Repeat the entire listing exactly.

(Source records)
------------------------------
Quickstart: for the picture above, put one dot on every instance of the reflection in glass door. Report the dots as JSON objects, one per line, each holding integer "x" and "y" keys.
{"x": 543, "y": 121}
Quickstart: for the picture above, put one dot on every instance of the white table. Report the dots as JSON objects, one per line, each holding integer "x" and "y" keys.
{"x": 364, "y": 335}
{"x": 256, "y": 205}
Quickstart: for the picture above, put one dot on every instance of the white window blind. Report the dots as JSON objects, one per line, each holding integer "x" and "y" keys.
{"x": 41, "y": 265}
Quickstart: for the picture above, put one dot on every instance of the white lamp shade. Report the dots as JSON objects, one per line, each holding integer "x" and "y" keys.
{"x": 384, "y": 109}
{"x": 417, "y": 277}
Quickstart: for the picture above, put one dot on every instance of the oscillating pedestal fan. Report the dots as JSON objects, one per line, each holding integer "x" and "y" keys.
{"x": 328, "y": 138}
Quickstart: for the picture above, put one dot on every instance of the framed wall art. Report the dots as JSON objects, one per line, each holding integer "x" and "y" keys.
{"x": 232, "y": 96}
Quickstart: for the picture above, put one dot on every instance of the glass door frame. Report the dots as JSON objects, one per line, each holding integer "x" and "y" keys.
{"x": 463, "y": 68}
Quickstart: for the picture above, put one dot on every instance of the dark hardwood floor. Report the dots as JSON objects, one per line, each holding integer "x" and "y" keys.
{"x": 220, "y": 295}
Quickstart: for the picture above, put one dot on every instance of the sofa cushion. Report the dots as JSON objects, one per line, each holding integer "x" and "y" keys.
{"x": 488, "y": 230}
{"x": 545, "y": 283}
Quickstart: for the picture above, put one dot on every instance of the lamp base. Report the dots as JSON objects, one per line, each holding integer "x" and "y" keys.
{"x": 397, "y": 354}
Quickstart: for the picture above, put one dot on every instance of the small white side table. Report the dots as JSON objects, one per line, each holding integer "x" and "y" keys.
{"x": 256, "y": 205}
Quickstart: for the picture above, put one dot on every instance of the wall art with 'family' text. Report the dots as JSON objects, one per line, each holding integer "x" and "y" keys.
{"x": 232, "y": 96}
------------------------------
■ Correct result:
Quickstart: for the picture above, put one dot on every instance of the reflection in glass door. Report the dots as JSON objects, one per line, each holding integer "x" and "y" keys.
{"x": 543, "y": 121}
Quickstart: for the picture above, put one dot on every instance of the white table. Report the dots as JSON objects, one per line, each holding integer "x" and "y" keys.
{"x": 364, "y": 335}
{"x": 256, "y": 205}
Quickstart: for the picture above, put one dot on every instance of the white window blind. Report the dots as JSON objects, one per line, each holding integer "x" and "y" keys.
{"x": 41, "y": 265}
Quickstart: for the picture above, put one dot on every instance of the white lamp shade. Report the dots as JSON objects, one per line, each holding integer "x" and "y" keys.
{"x": 384, "y": 109}
{"x": 417, "y": 277}
Quickstart: for the picture above, put one dot on every instance of the oscillating pedestal fan. Report the dots as JSON objects, one per line, each holding integer "x" and "y" keys.
{"x": 328, "y": 138}
Quickstart: for the picture above, put one dot on every instance of the framed wall art. Report the dots as JSON objects, one per line, each holding integer "x" and "y" keys.
{"x": 232, "y": 96}
Quickstart: for the picture above, put one dot on every instance of the glass door frame. Report the dots as JSON objects, one per line, each holding integer "x" and "y" keys.
{"x": 463, "y": 68}
Quickstart: for the picture above, put one dot on every instance of the dark hardwood floor. Report the dots as JSON objects, one per line, each holding integer "x" and "y" keys.
{"x": 220, "y": 295}
Quickstart: for the picture above, put one dot on every instance of the sofa cushion. Report the dots as JSON objects, one per line, each holding integer "x" and "y" keys.
{"x": 488, "y": 230}
{"x": 545, "y": 283}
Quickstart: for the picture above, put one dot on every instance of the lamp base. Report the dots as JSON objects, one per line, each holding integer "x" and "y" keys.
{"x": 397, "y": 354}
Quickstart: for the picture above, put one dot on every instance of the small white side table. Report the dots as JSON objects, one per line, each holding integer "x" and "y" keys.
{"x": 256, "y": 205}
Quickstart: for the picture above, put one dot on every instance of the wall art with 'family' text. Report the dots as JSON objects, one per line, each holding integer "x" and "y" keys.
{"x": 232, "y": 96}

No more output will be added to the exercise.